What you need to do :: Please take the records that follow and repeat exactly the lines starting with the line with "Thank you for the photo. Could you indicate the cruise" and going on through the line with "Thank you for the photo. Could you indicate the sky".
### Records provided
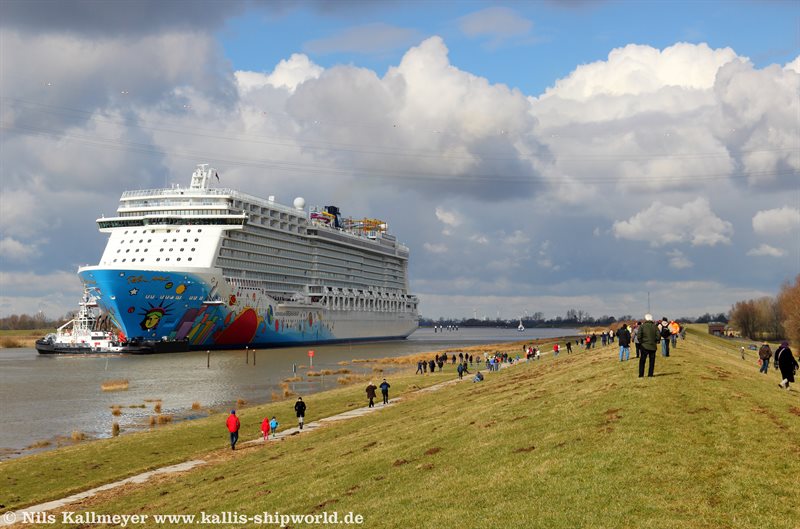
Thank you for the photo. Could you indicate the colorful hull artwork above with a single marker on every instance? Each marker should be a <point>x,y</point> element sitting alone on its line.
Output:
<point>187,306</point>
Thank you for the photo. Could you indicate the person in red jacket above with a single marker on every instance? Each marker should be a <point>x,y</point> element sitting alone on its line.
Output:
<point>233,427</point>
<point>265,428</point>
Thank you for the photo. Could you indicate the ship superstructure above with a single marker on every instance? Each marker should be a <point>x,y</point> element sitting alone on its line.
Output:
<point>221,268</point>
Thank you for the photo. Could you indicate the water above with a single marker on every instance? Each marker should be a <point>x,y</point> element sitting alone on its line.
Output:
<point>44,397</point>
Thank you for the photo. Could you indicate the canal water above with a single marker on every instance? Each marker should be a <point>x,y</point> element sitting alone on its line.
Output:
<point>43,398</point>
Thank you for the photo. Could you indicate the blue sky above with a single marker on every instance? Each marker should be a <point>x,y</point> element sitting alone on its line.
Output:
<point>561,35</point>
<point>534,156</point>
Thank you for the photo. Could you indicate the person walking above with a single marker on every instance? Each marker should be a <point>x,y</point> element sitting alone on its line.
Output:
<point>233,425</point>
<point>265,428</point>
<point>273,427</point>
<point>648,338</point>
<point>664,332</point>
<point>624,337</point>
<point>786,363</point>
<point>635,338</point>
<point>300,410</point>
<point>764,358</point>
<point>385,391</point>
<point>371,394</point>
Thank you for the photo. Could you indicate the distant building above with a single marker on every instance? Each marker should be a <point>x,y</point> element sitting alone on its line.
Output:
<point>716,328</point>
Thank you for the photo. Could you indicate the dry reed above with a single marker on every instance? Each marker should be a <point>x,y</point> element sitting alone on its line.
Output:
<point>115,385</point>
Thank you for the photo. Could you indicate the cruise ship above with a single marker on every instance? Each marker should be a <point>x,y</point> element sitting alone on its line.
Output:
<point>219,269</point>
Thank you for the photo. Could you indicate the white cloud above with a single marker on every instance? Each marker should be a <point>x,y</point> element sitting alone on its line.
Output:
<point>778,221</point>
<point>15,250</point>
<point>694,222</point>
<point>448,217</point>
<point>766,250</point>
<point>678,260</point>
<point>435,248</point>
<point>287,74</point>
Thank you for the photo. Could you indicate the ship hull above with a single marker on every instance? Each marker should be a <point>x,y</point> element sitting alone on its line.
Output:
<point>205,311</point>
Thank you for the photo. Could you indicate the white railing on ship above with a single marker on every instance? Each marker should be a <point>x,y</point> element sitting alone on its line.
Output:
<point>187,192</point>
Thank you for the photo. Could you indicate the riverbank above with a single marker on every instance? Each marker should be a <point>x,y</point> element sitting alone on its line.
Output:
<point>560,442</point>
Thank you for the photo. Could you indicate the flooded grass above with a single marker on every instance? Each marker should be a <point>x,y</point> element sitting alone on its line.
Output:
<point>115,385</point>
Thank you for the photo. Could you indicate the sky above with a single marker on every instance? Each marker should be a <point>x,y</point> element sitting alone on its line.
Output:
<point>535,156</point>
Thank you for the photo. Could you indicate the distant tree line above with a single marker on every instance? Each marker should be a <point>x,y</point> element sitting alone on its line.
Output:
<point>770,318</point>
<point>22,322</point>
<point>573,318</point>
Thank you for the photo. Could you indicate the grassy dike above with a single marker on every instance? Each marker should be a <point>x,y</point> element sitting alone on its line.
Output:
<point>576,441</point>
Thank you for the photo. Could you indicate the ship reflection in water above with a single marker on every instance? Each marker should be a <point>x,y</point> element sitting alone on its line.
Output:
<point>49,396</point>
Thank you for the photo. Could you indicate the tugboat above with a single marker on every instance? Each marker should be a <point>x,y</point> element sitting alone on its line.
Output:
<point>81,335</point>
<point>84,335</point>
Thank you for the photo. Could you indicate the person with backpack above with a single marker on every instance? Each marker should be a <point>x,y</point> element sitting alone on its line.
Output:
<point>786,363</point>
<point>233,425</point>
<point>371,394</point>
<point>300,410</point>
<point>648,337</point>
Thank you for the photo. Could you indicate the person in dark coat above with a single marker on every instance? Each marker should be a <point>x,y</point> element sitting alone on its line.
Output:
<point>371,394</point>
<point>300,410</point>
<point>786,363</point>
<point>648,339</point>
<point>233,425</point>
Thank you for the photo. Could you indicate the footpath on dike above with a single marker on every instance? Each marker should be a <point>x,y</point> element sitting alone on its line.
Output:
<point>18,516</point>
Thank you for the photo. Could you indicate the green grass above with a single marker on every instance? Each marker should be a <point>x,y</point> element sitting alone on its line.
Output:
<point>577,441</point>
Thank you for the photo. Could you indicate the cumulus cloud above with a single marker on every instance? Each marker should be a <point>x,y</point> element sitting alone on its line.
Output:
######
Answer below ::
Thank you for the photo. Could you indicate the cruise ship above with a single marker on every instance? Each marker should be a <point>x,y</point> element sitting alone on its line.
Output:
<point>219,269</point>
Thank you for the photo. Could you indicate the white cloud above with a single marker on every instance? Each marker should be a <point>x,y</point> element sitting alone on its line.
Output:
<point>778,221</point>
<point>15,250</point>
<point>694,222</point>
<point>448,217</point>
<point>766,250</point>
<point>678,260</point>
<point>435,248</point>
<point>287,74</point>
Thank you for the photo. Could you indicate the ship hull above with a single marker on every instance? Each marker should be a <point>x,y</point> element sitting alone on its line.
Output:
<point>205,311</point>
Thank you for the photo. Could you indicate the white railing on ship above with a single marker on every instance? Each marker should be a <point>x,y</point> element sitting alone on its line.
Output:
<point>187,192</point>
Thank you for the photo. Could you indicate the riverbank above with a single marker on every instance? Each marker should be a <point>x,y</point> element sitting alone on its line.
Output:
<point>560,442</point>
Thank you for the photo. Could you indicate the flooded grass above with a single marker on every instance? Each marker should be a <point>x,y</point> element sitting alone on its line.
Output:
<point>115,385</point>
Thank you for the photo. Could you indicate the sky above with a single marker on every instance? Each marker should be a <point>x,y</point> element sitting alone on its line.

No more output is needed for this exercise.